**TASK GOAL**
Update the material from the line with "[locate] chair backrest" through the end, changing "plastic bag" to "shopping bag" and keeping everything else the same.
=== MATERIAL ===
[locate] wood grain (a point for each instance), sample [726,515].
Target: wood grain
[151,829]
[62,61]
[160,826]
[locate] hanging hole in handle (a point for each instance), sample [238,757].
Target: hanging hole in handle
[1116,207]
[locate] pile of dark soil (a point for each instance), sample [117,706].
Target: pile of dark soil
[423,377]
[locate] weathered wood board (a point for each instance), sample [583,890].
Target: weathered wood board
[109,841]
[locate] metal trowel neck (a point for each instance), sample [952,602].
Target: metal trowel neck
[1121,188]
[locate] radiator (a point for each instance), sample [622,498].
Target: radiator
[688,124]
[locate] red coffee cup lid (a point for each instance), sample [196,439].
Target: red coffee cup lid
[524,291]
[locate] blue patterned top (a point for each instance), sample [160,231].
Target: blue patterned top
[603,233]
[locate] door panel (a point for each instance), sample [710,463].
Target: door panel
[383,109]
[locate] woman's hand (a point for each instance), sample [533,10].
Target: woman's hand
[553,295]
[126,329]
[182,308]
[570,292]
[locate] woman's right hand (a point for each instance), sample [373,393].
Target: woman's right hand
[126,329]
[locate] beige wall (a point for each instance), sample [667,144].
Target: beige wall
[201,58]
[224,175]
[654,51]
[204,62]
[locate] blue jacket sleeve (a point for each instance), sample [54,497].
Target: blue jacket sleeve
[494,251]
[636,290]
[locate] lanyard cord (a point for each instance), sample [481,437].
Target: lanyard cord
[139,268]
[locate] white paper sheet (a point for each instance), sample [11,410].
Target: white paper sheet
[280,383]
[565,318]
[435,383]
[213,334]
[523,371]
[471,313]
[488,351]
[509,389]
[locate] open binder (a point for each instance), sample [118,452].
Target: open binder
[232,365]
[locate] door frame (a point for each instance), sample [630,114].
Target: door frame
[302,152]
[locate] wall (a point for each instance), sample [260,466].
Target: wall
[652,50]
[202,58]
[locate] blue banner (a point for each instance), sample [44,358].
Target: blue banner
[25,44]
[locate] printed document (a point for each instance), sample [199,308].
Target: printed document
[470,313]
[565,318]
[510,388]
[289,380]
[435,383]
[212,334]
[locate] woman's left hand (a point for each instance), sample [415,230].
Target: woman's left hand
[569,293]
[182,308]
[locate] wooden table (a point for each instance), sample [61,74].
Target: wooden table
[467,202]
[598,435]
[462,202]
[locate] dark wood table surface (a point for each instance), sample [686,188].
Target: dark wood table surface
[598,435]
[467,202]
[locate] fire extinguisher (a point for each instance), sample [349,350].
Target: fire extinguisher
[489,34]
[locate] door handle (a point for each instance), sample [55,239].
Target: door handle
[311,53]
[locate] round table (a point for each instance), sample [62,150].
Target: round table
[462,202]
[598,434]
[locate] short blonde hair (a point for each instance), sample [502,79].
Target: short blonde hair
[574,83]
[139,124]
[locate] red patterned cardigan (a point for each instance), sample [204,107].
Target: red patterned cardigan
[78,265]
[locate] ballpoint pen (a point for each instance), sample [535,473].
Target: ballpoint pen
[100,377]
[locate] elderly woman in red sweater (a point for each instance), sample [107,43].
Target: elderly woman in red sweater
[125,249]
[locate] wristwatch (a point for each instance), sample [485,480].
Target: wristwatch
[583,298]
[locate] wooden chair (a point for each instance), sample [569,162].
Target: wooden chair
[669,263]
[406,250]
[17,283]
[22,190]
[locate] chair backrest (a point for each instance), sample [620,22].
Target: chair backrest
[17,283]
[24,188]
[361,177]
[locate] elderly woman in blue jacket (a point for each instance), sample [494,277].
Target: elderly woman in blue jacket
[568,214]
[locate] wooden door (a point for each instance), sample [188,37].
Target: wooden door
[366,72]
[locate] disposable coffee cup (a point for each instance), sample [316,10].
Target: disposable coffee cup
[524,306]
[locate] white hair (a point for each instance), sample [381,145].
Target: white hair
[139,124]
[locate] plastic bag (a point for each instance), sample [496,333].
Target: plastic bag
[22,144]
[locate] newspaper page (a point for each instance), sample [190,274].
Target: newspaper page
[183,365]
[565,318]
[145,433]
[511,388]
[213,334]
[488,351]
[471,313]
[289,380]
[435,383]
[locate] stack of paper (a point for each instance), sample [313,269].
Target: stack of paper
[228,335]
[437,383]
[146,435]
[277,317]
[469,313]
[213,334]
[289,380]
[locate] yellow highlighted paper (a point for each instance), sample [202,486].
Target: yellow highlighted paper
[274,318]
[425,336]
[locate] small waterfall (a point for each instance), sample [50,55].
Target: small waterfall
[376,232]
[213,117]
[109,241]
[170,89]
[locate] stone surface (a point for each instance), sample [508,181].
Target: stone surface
===
**ANSWER BELOW**
[locate] chair backrest (a point for each instance), sample [620,22].
Target: chair backrest
[17,283]
[24,188]
[361,177]
[locate] elderly woman in blue jacket (a point for each instance), sample [494,277].
Target: elderly woman in blue jacket
[568,214]
[locate] wooden door (a point for each instance), sample [188,37].
Target: wooden door
[366,72]
[locate] disposable coffee cup (a point for each instance), sample [316,10].
Target: disposable coffee cup
[524,306]
[locate] white hair (a point for each instance), sample [381,145].
Target: white hair
[139,124]
[locate] shopping bag (a point for each instance), sample [496,333].
Target: shopping bag
[22,144]
[locate] newspaper page (a point for each instance), sample [190,274].
Target: newspaper page
[183,365]
[565,318]
[145,433]
[511,388]
[213,334]
[488,351]
[471,313]
[289,380]
[435,383]
[locate] stack of paper (a point for each instance), sample [313,269].
Target: stack of paper
[228,335]
[437,383]
[146,435]
[277,317]
[469,313]
[213,334]
[289,380]
[locate] yellow highlighted paper (a point for each instance), sample [202,486].
Target: yellow highlighted paper
[274,318]
[425,336]
[locate] small waterfall (a point for each instance), sample [50,55].
Target: small waterfall
[376,232]
[213,117]
[109,241]
[170,89]
[locate] stone surface (a point for each instance), sample [508,181].
Target: stone surface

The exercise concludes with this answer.